#### ARTICLE ####

Business Disruption Claims: Lawyers Perspective

Even those of us who witnessed the events of Sept. 11 at close range still have difficulty believing it really happened. No one, however, could dispute the reality of the human cost of that horrendous day. It is enormous and ultimately beyond measure.

The economic toll on affected businesses–in downtown Manhattan and more widely–is also real and enormous. By contrast, however, those losses have a clear unit of measurement: the dollar.

This article looks, in brief, at the potential for businesses to recover those losses under business disruption insurance policies and concludes that many will inevitably be disappointed.

Not every loss can lead to compensation. That is especially true when the damage is economic, rather than physical, in nature. The economic consequences of any act can be large and unexpected and the law normally seeks to confine liability to manageable levels. That concern is reflected in the practice of the insurance industry in writing business disruption policies.

Of course, each policy and individual case has to be separately examined to determine, first, whether payments are due and, second, the level of those payments. This article focuses on a typical business interruption policy, which has the following features:

It covers the insured for “actual loss of business income.”

There must be a “necessary suspension” of business operations.

The suspension must be caused by “direct physical loss or damage” to the insured's premises. (Indeed, business interruption insurance often appears as an endorsement to commercial property insurance.)

It may be a requirement that the loss or damage be caused by a particular peril or hazard (or losses caused by particular perils or hazards may be excluded).

Lost income is covered during the “period of restoration” only.

Well look at each of these features, in turn.

#### DATA RECORDS ####

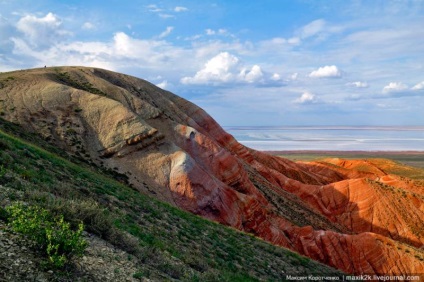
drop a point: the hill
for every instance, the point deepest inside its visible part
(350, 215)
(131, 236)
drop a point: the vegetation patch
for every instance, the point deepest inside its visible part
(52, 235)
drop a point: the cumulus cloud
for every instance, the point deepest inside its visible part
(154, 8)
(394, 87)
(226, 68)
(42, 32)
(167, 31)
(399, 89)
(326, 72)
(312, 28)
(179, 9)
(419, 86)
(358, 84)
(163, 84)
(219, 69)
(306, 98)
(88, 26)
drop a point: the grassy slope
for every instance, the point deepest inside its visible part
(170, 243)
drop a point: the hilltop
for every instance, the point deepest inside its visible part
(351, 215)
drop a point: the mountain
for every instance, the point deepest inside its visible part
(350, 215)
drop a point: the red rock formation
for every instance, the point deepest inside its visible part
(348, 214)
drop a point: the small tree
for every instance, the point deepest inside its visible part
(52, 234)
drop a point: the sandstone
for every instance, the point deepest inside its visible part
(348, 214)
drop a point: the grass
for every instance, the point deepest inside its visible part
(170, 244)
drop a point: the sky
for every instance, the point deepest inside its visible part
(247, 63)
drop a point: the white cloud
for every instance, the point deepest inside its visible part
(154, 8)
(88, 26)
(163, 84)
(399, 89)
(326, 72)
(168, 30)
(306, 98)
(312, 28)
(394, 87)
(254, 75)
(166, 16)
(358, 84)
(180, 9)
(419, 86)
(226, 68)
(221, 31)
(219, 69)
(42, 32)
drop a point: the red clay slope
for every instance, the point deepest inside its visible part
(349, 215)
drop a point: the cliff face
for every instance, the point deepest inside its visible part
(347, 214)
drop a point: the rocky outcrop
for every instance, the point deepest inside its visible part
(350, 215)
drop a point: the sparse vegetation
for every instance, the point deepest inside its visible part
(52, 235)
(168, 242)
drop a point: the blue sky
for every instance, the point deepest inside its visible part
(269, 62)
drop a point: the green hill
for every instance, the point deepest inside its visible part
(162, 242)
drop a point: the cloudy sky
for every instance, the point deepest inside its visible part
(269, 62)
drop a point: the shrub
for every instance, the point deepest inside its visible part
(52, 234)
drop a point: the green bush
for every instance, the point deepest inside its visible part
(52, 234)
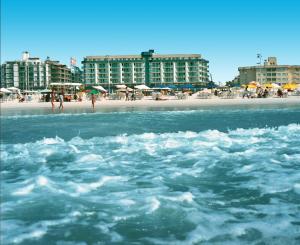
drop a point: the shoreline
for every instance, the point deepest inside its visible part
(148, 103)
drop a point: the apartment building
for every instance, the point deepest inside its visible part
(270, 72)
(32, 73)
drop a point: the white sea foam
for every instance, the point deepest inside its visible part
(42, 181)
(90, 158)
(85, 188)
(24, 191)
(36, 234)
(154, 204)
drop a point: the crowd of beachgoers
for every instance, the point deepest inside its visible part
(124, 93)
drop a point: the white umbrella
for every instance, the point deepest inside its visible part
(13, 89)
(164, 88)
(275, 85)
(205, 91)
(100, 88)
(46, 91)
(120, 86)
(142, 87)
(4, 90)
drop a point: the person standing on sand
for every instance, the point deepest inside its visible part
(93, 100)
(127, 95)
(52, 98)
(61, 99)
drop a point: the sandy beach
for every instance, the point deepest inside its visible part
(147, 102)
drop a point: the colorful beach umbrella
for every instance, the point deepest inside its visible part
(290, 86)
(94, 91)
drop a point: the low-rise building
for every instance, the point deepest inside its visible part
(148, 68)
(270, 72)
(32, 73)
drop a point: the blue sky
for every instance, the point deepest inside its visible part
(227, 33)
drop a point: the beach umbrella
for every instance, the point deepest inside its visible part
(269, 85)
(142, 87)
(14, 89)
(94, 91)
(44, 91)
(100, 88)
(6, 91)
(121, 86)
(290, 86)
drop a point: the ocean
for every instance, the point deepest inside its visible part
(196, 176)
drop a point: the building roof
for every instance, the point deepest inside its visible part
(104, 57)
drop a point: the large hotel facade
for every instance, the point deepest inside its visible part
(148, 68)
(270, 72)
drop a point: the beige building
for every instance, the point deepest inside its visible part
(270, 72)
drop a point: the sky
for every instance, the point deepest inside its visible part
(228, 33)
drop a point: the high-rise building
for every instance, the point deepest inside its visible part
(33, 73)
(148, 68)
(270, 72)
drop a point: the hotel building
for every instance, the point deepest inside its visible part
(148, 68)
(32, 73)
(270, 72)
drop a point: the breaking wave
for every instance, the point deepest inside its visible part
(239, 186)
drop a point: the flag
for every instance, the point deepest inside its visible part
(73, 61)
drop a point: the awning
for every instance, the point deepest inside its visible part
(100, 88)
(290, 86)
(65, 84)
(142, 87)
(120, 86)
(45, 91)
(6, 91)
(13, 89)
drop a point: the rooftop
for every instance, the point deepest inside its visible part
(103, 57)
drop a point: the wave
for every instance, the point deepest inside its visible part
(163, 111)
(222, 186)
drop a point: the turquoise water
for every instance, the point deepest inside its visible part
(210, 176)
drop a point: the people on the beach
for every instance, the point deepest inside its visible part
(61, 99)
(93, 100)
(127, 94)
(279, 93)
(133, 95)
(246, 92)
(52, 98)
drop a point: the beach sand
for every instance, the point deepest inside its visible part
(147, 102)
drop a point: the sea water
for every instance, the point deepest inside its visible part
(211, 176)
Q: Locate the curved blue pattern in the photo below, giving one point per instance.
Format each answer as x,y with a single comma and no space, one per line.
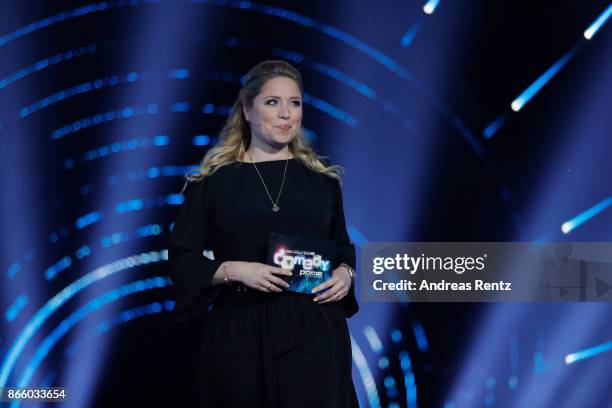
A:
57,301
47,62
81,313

####

GIVEN INSTRUCTION 1 → In the article on business disruption insurance, during what period is lost income covered under a typical policy?
GIVEN INSTRUCTION 2 → Proceed with the article on business disruption insurance, picking up after its last sentence.
The records come from a separate source and are not part of the article.

WRITTEN RESPONSE 1 → Only during the "period of restoration."

WRITTEN RESPONSE 2 →
Loss of business income

A business disruption policy is intended to protect the insured's income during the period of disruption. It typically indemnifies the insured against the loss of the net income that would have been earned during that period, plus continuing normal operating expenses including payroll. Lost income is estimated based on the past performance of the business, projected on the basis of current business conditions.

Whether in litigation or in simply making a claim, the insured will need to provide evidence to demonstrate the amount of the lost income. Unsubstantiated claims or vague claims about lost business opportunities are unlikely to be persuasive to insurers or the courts. The policy may prescribe the evidence to be provided by the insured. In litigation, expert financial evidence would likely be needed.

Business disruption policies frequently provide coverage for expenses incurred in seeking to mitigate losses, such as the expenses of moving to and setting up at an alternative location. In the absence of specific provision in the policy, however, those expenses will not be covered.

What is a “necessary suspension” of business operations?

Most courts across the United States (including those in New York) have held that a “necessary suspension” requires a total cessation of business activity. It therefore follows that once an insured continues its operations at an alternative site, the “necessary suspension” (and with it the business interruption payments) come to an end. It also follows that no claim can be made if the insured's business simply slows down, becomes less efficient, or is disrupted without stopping.

In one case, however, the court held that where the insured was under an affirmative duty in the policy to mitigate its loss (by moving to and resuming operations at an alternative location), it did not lose the business disruption cover by doing so. The insured was therefore entitled to payment to reflect the reduction in its income during that period. Other courts have declined to follow that ruling.

Direct physical loss or damage to the insured's premises. What about businesses that were just inaccessible?

Businesses inside and outside the World Trade Center area have lost (and are still losing) money. Business premises nearby were damaged or destroyed. Some, in a larger area, were inaccessible.

Other businesses based outside the immediate area were neither physically damaged nor inaccessible, but have lost money as a result of the attacks.

Policies do exist that provide for payment of lost business income in case of inaccessibility (so called “ingress and egress” clauses) and such clauses have been interpreted not to require physical damage to the insured's property. Policies also exist which provide for payments if business is disrupted by damage to nearby premises.

In the absence of such provisions, however, it should be obvious that a typical policy requiring direct physical loss or damage to the insured's premises will not avail a business whose premises were simply inaccessible.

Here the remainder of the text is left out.